**Your objective**. Transcribe every line of the items below without any changes, omitting the pictures from your answer.

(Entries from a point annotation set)
• • •

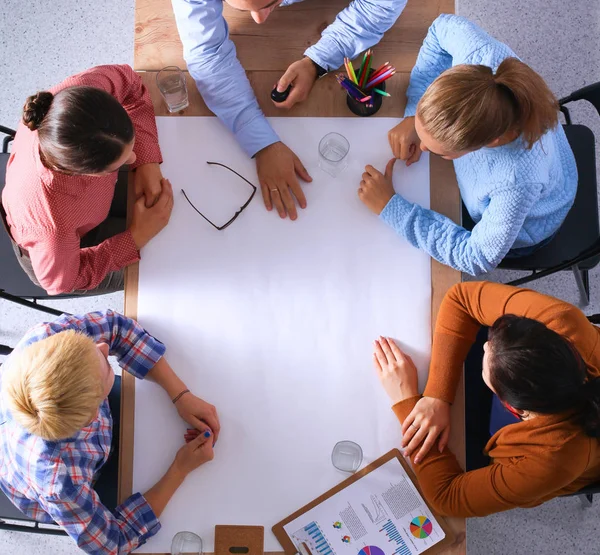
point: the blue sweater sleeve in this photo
(474, 252)
(212, 61)
(451, 40)
(356, 28)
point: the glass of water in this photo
(347, 456)
(333, 153)
(171, 84)
(186, 542)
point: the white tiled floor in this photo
(43, 42)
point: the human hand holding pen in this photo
(199, 414)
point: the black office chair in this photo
(15, 285)
(577, 243)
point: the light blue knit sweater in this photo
(516, 197)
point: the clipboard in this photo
(290, 548)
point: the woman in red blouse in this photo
(62, 174)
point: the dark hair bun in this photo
(36, 108)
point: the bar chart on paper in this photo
(394, 536)
(313, 537)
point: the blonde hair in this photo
(468, 106)
(53, 387)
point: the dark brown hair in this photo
(535, 369)
(468, 106)
(82, 130)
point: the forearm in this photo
(163, 375)
(355, 29)
(440, 237)
(212, 62)
(160, 494)
(73, 268)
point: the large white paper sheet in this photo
(273, 322)
(381, 514)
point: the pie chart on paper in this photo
(421, 527)
(371, 550)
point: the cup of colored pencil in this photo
(365, 88)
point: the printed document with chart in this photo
(380, 514)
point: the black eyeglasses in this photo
(220, 228)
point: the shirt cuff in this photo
(256, 135)
(320, 53)
(440, 391)
(395, 211)
(411, 107)
(124, 249)
(404, 408)
(139, 516)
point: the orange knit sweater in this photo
(532, 461)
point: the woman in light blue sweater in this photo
(472, 101)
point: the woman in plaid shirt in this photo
(57, 428)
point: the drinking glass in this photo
(186, 543)
(171, 84)
(347, 456)
(333, 153)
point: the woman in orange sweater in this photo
(542, 360)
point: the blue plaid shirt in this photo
(51, 481)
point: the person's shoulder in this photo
(472, 44)
(555, 444)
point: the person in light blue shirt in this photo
(471, 100)
(212, 62)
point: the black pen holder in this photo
(370, 107)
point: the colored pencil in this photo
(355, 86)
(365, 70)
(351, 91)
(346, 66)
(351, 74)
(382, 93)
(362, 65)
(383, 77)
(381, 69)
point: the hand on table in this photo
(396, 370)
(147, 182)
(405, 142)
(301, 75)
(277, 167)
(146, 223)
(199, 414)
(376, 189)
(429, 420)
(194, 454)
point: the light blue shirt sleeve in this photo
(451, 40)
(356, 28)
(212, 61)
(474, 252)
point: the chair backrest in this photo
(591, 93)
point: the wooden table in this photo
(265, 51)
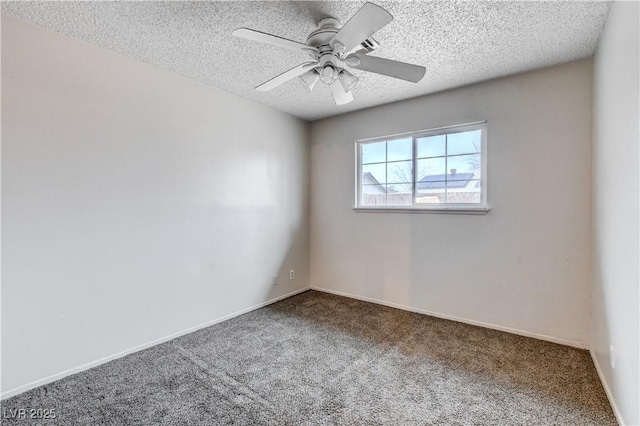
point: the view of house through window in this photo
(424, 170)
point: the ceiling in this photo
(458, 42)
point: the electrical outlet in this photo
(612, 356)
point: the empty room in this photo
(320, 212)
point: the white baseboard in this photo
(74, 370)
(607, 390)
(575, 344)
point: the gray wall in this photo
(615, 316)
(523, 267)
(136, 204)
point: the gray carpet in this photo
(316, 359)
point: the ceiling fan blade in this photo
(286, 76)
(369, 19)
(339, 95)
(261, 37)
(395, 69)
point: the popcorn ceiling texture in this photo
(458, 42)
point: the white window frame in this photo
(455, 208)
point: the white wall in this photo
(136, 204)
(525, 266)
(615, 315)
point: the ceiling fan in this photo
(333, 49)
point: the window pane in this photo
(432, 146)
(399, 194)
(464, 167)
(399, 172)
(470, 192)
(374, 152)
(401, 149)
(431, 168)
(464, 143)
(374, 174)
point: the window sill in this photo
(440, 210)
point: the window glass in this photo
(447, 169)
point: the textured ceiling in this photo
(458, 42)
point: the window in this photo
(431, 170)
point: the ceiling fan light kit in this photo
(333, 49)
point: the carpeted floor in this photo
(316, 359)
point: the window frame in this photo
(454, 208)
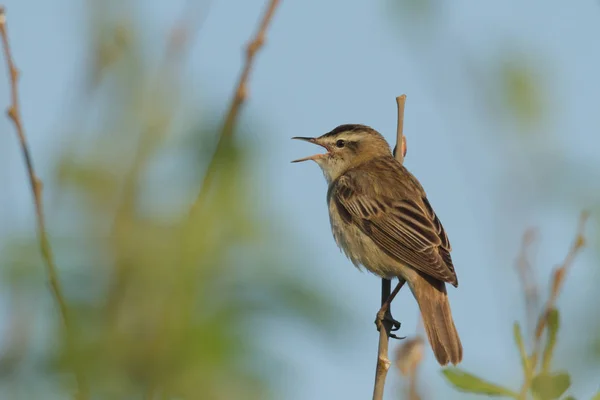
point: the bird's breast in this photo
(358, 247)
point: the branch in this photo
(239, 96)
(558, 278)
(383, 361)
(14, 115)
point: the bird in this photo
(382, 221)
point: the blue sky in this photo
(328, 63)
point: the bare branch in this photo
(558, 278)
(383, 362)
(527, 278)
(239, 96)
(14, 114)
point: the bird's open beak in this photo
(316, 156)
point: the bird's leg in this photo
(384, 315)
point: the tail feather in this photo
(433, 302)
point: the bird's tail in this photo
(437, 319)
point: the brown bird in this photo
(381, 218)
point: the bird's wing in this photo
(407, 230)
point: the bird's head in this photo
(346, 146)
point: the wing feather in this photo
(407, 230)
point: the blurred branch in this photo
(558, 277)
(526, 275)
(180, 38)
(36, 187)
(385, 327)
(239, 96)
(408, 359)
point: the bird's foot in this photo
(385, 320)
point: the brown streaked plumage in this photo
(381, 219)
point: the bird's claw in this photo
(386, 318)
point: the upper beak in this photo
(311, 140)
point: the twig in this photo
(36, 187)
(558, 278)
(526, 275)
(239, 96)
(383, 362)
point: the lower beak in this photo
(311, 140)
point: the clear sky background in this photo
(331, 62)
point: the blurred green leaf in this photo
(470, 383)
(550, 386)
(553, 323)
(518, 336)
(521, 90)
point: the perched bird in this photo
(381, 218)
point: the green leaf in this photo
(553, 323)
(550, 386)
(469, 383)
(521, 346)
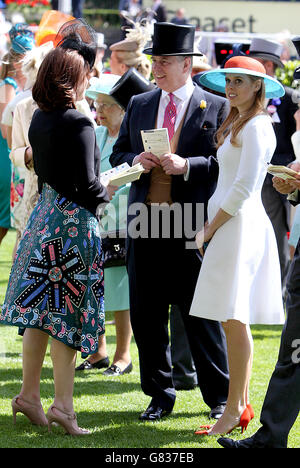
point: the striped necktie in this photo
(170, 116)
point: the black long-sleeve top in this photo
(66, 156)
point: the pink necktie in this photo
(170, 116)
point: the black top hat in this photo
(130, 84)
(172, 39)
(296, 42)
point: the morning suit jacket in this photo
(284, 153)
(196, 142)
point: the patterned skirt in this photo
(56, 282)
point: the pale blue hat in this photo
(101, 85)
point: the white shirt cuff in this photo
(293, 196)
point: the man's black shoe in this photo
(154, 413)
(246, 443)
(217, 412)
(184, 386)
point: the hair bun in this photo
(78, 35)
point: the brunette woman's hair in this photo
(235, 122)
(58, 77)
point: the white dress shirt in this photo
(182, 98)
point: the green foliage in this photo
(109, 407)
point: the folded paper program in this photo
(282, 172)
(121, 175)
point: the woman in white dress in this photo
(239, 283)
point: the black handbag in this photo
(114, 251)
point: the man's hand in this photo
(147, 160)
(286, 186)
(111, 190)
(173, 164)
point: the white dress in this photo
(240, 274)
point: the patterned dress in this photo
(56, 283)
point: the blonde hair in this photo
(235, 122)
(137, 38)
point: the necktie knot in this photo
(170, 116)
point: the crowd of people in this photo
(65, 120)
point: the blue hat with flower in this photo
(22, 38)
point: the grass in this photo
(110, 407)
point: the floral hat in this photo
(22, 38)
(101, 85)
(242, 65)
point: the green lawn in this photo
(110, 408)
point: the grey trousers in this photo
(183, 368)
(278, 209)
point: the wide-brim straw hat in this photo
(130, 84)
(102, 85)
(242, 65)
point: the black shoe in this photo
(246, 443)
(154, 413)
(87, 365)
(217, 412)
(115, 371)
(184, 386)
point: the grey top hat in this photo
(266, 49)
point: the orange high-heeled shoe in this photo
(243, 423)
(251, 413)
(67, 420)
(34, 413)
(251, 410)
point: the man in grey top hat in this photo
(282, 113)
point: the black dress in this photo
(56, 283)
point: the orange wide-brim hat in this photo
(49, 26)
(242, 65)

• • •

**Correct response**.
point: the blue sweater sleeve in this photo
(474, 252)
(212, 61)
(451, 40)
(356, 28)
point: the glass of water in this photo
(347, 456)
(333, 153)
(171, 84)
(186, 542)
point: the white tiled floor in this photo
(43, 42)
point: the human hand holding pen in this photo
(199, 414)
point: the black office chair in this photo
(15, 285)
(577, 243)
point: the light blue knit sweater in this photo
(516, 197)
point: the clipboard in this photo
(290, 548)
point: the woman in red blouse in this photo
(62, 174)
point: the dark hair bun in this photo
(36, 108)
point: the bar chart on paper in this photo
(394, 536)
(313, 537)
point: the blonde hair in this photo
(468, 106)
(53, 387)
point: the dark brown hair in this photo
(535, 369)
(468, 106)
(82, 130)
point: the forearm in this photo
(163, 375)
(355, 29)
(440, 237)
(212, 62)
(160, 494)
(73, 268)
point: the large white paper sheet in this photo
(273, 322)
(381, 514)
point: the pie chart on paper in this photo
(421, 527)
(371, 550)
point: the cup of colored pencil in this photo
(365, 88)
point: the printed document with chart in this photo
(380, 514)
point: the black eyeglasses in this photo
(220, 228)
point: the shirt cuff in this photo
(256, 135)
(320, 53)
(440, 391)
(395, 211)
(411, 107)
(124, 249)
(404, 408)
(139, 516)
point: the orange knit sweater in this photo
(532, 461)
point: the woman in light blue sweater in this photo
(472, 101)
point: the woman in plaid shirt in this photo
(57, 428)
point: the drinking glass in this photo
(186, 543)
(171, 84)
(347, 456)
(333, 153)
point: the woman in orange sweater in this photo
(542, 360)
point: the blue plaid shirt in this photo
(51, 481)
point: the person's shoulder in this photo
(472, 44)
(555, 444)
point: the person in light blue shirt in this photo
(471, 100)
(212, 62)
point: the black pen holder in this photo
(370, 107)
point: the colored pencil in this photo
(355, 86)
(365, 70)
(351, 91)
(346, 66)
(351, 74)
(382, 93)
(362, 65)
(383, 77)
(381, 69)
point: the hand on table in this photo
(396, 370)
(147, 182)
(405, 142)
(301, 75)
(277, 167)
(146, 223)
(199, 414)
(376, 189)
(429, 420)
(194, 454)
point: the light blue shirt sleeve in this photo
(451, 40)
(356, 28)
(212, 61)
(474, 252)
point: the chair backrest in this photo
(591, 93)
point: the wooden table in this photo
(265, 51)
point: the view of house through window in this photo
(424, 170)
point: the ceiling in this photo
(458, 42)
point: the electrical outlet in this photo
(612, 356)
point: the empty room in this photo
(320, 212)
point: the white baseboard in this photo
(74, 370)
(607, 390)
(575, 344)
point: the gray wall in this photo
(615, 316)
(523, 267)
(136, 204)
point: the gray carpet in this photo
(316, 359)
point: the ceiling fan blade in this photo
(286, 76)
(369, 19)
(339, 95)
(261, 37)
(395, 69)
point: the popcorn ceiling texture in this photo
(458, 42)
point: the white window frame in this photo
(455, 208)
point: the white wall in this photo
(136, 204)
(525, 266)
(615, 315)
point: the ceiling fan in this photo
(333, 49)
point: the window pane in this photo
(432, 146)
(399, 194)
(464, 167)
(399, 172)
(470, 192)
(374, 152)
(401, 149)
(431, 168)
(464, 143)
(374, 174)
point: the window sill in this photo
(440, 210)
point: the window glass in this photo
(447, 169)
point: the textured ceiling in this photo
(458, 42)
point: the window in this photo
(431, 170)
point: the ceiling fan light kit in this photo
(333, 49)
point: the carpeted floor in this photo
(316, 359)
point: the window frame in this photo
(454, 208)
point: the bird's breast in this photo
(358, 247)
point: the branch in this photo
(239, 96)
(558, 278)
(383, 361)
(14, 115)
point: the bird in this photo
(382, 221)
point: the blue sky in this photo
(328, 63)
point: the bare branch in this photo
(558, 278)
(383, 362)
(527, 278)
(239, 96)
(14, 114)
point: the bird's open beak in this photo
(316, 156)
point: the bird's leg in this photo
(384, 315)
point: the tail feather in this photo
(433, 302)
point: the bird's tail in this photo
(437, 319)
point: the brown bird in this photo
(381, 218)
point: the bird's wing in this photo
(407, 230)
point: the bird's head in this photo
(346, 146)
point: the wing feather in this photo
(407, 230)
point: the blurred branch in this photo
(558, 277)
(526, 275)
(180, 38)
(36, 187)
(385, 327)
(239, 96)
(408, 359)
point: the bird's foot in this photo
(385, 320)
point: the brown streaked plumage in this photo
(381, 219)
point: the bird's claw in this photo
(386, 318)
point: the upper beak in this photo
(311, 140)
point: the twig in this photo
(36, 187)
(558, 278)
(526, 275)
(239, 96)
(383, 362)
point: the lower beak in this photo
(311, 140)
point: the clear sky background in this photo
(331, 62)
point: the blurred green leaf in this photo
(470, 383)
(550, 386)
(553, 323)
(518, 336)
(521, 90)
point: the perched bird in this photo
(381, 218)
point: the green leaf in this photo
(553, 323)
(550, 386)
(469, 383)
(521, 346)
point: the striped necktie in this photo
(170, 116)
point: the black long-sleeve top in this photo
(66, 156)
point: the pink necktie in this photo
(170, 116)
point: the black top hat in this photo
(130, 84)
(172, 39)
(296, 42)
point: the morning suit jacket in this photo
(284, 153)
(196, 142)
point: the patterned skirt in this photo
(56, 282)
point: the pale blue hat in this photo
(101, 85)
point: the white shirt cuff in this photo
(293, 196)
point: the man's black shoe in this photo
(154, 413)
(246, 443)
(217, 412)
(184, 386)
point: the hair bun in this photo
(78, 35)
point: the brunette woman's hair in this photo
(235, 122)
(58, 77)
point: the white dress shirt in this photo
(182, 98)
point: the green foliage in this photo
(109, 407)
point: the folded paper program in this photo
(282, 172)
(121, 175)
point: the woman in white dress in this photo
(239, 283)
point: the black handbag in this photo
(114, 251)
point: the man's hand in this photo
(147, 160)
(286, 186)
(111, 190)
(173, 164)
point: the white dress in this photo
(240, 274)
point: the patterned dress in this photo
(56, 283)
point: the blonde hair in this photo
(235, 122)
(137, 38)
point: the necktie knot in this photo
(170, 116)
point: the crowd of people in this photo
(65, 120)
point: the blue hat with flower in this photo
(22, 38)
point: the grass in this photo
(110, 407)
point: the floral hat in this photo
(22, 38)
(101, 85)
(242, 65)
point: the green lawn in this photo
(110, 408)
point: the grey trousers in this photo
(183, 368)
(278, 209)
point: the wide-brim straw hat in this photo
(130, 84)
(102, 85)
(242, 65)
point: the black shoe in this photo
(246, 443)
(154, 413)
(87, 365)
(217, 412)
(115, 371)
(184, 386)
point: the grey top hat in this photo
(266, 49)
point: the orange high-heeled shoe in this photo
(243, 423)
(251, 413)
(67, 420)
(34, 413)
(251, 410)
point: the man in grey top hat in this photo
(282, 113)
point: the black dress in this photo
(56, 283)
point: the orange wide-brim hat in this photo
(49, 26)
(242, 65)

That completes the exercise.